## Extracted items:
▬▬▬

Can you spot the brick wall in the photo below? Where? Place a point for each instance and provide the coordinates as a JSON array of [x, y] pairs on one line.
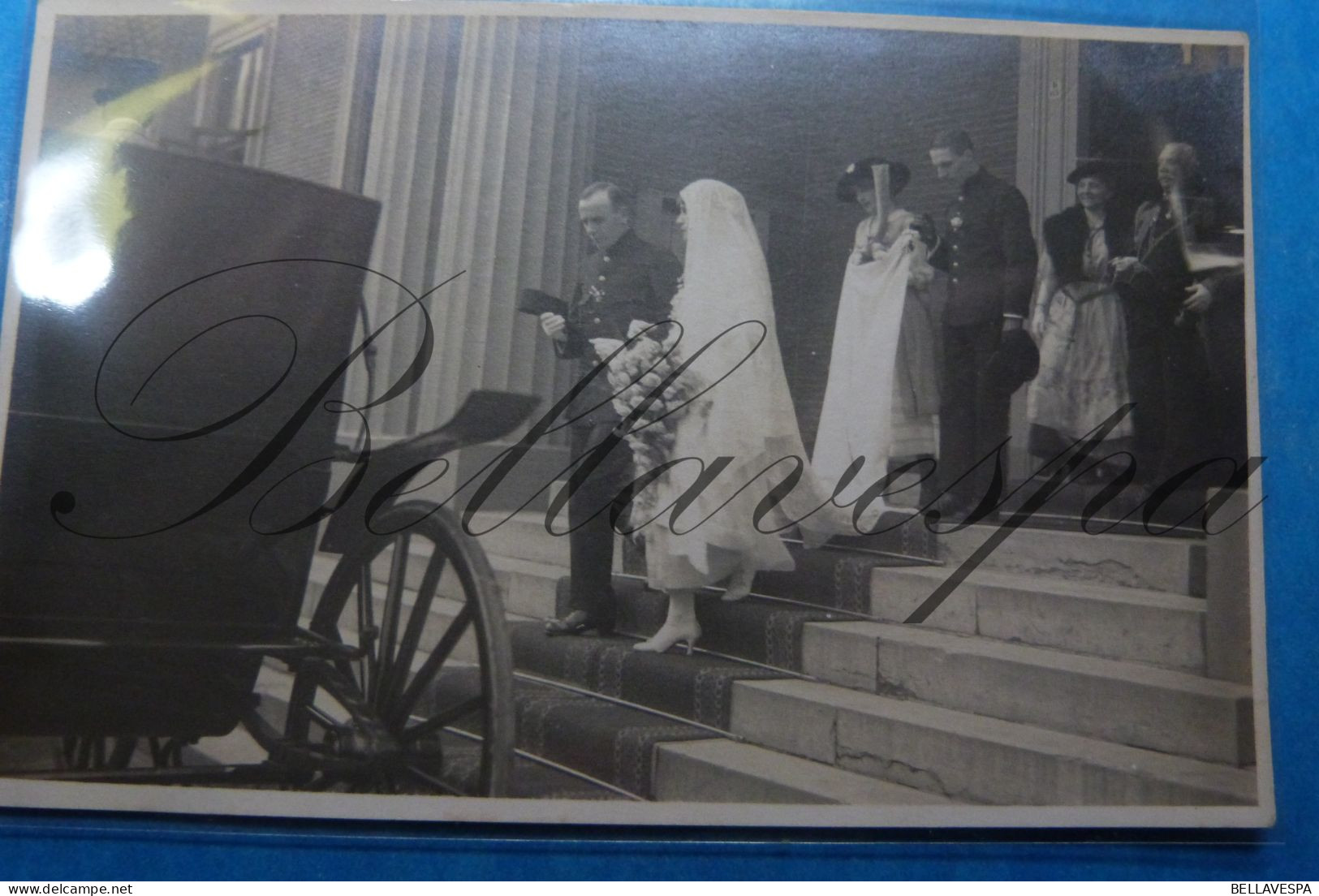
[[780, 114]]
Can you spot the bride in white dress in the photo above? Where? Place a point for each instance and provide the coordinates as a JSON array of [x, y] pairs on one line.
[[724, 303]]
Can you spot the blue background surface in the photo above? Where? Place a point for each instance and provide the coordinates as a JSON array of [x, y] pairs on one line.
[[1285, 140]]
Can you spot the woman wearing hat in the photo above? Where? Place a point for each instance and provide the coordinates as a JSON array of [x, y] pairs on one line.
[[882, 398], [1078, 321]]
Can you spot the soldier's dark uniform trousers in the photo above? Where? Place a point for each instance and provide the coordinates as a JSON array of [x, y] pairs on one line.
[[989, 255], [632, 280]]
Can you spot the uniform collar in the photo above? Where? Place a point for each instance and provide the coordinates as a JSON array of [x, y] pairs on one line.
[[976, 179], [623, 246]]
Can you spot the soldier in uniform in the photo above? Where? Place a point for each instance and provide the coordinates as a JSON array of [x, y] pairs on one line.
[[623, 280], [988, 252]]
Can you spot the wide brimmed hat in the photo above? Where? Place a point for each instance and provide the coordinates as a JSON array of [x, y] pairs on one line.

▬▬▬

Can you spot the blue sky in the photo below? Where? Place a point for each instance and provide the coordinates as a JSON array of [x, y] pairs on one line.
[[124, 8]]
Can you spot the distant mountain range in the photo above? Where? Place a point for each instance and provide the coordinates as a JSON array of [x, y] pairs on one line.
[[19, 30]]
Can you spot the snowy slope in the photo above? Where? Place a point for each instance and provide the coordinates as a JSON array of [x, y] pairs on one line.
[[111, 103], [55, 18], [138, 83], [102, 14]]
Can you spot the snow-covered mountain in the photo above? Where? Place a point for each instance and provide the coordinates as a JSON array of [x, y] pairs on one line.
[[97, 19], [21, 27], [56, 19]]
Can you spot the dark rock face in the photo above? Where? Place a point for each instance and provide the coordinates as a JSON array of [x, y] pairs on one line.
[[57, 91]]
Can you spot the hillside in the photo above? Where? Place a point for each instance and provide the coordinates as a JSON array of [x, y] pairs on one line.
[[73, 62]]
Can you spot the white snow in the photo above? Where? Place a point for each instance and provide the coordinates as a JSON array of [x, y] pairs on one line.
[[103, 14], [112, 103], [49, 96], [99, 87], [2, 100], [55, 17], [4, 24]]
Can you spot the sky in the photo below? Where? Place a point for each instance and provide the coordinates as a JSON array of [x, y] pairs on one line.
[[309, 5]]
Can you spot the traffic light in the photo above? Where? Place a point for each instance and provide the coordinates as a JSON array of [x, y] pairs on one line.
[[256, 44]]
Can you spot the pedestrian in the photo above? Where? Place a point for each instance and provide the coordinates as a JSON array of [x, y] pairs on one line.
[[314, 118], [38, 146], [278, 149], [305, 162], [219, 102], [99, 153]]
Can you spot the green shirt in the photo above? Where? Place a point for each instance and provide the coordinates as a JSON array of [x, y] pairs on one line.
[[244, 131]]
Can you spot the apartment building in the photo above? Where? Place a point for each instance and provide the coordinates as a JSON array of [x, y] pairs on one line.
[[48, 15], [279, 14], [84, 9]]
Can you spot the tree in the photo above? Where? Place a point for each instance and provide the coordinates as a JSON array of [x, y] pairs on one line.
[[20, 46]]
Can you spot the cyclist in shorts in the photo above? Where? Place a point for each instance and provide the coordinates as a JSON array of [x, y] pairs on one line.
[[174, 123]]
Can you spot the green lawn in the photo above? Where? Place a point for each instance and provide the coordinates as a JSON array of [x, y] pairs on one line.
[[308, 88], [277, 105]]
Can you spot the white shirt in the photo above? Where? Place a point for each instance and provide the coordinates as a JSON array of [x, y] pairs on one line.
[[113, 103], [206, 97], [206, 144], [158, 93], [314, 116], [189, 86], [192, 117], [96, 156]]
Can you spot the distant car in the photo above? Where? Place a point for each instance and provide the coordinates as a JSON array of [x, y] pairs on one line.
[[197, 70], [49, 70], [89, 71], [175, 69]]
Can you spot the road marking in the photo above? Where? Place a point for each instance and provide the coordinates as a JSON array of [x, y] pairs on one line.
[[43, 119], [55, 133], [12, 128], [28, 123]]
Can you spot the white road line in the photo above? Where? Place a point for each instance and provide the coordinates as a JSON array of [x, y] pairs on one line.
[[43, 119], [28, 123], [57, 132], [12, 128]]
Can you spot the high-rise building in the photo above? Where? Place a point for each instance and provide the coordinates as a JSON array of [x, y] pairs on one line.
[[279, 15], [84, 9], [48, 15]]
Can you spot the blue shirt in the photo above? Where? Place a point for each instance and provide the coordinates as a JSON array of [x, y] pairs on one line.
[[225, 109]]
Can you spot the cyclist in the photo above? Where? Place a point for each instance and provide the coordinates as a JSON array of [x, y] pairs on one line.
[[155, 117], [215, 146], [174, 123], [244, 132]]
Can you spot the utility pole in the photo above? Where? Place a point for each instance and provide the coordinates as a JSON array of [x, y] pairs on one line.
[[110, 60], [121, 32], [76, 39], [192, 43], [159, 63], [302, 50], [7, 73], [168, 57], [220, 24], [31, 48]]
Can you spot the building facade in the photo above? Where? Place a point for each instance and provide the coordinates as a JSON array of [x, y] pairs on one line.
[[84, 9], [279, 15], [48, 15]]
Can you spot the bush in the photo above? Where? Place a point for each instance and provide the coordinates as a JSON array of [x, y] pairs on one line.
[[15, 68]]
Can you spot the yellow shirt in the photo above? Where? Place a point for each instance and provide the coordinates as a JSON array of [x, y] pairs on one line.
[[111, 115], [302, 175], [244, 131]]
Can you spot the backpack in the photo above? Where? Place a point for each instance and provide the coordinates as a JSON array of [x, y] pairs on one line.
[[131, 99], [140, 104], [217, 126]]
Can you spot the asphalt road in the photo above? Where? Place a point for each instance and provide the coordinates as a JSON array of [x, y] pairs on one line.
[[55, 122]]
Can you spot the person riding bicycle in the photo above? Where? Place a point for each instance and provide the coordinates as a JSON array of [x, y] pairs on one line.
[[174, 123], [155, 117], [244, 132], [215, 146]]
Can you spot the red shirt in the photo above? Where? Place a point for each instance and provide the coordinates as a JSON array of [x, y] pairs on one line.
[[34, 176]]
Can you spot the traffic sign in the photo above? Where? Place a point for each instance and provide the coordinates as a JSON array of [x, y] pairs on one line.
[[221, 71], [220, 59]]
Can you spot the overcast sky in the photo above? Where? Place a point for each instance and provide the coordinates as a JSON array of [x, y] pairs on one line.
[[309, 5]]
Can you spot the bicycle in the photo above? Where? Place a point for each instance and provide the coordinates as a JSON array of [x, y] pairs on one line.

▬▬▬

## EXERCISE GOAL:
Express the items as a two-column CSV with the headers item_text and answer. Give one row per item, with each value in its own quoted field and line breaks replaced by spaces. Start at the line that has "Can you spot the bush" and stop after the line that has "[[55, 122]]", including only the items in that span.

## RESPONSE TO THE EXERCISE:
item_text,answer
"Can you spot the bush in the photo above? Where? Place a point for each instance and provide the coordinates as a JSON array of [x, y] pairs on one line.","[[15, 68]]"
"Can you spot the yellow shirt in the photo above? Where? Place a point for each instance and provide the coordinates as a JSON array of [x, y] pairs on one line.","[[111, 115], [302, 175], [244, 131]]"
"Can you spot the backpack in the photo above? Where? Place a point for each instance and provide the coordinates as a JSON array of [x, y] pairs on one line.","[[131, 99], [140, 104], [217, 126]]"
"Can you spot the asphalt road in the photo above? Where? Place a point for each instance and provide the coordinates as a JSON array of [x, y] pairs on one line.","[[55, 122]]"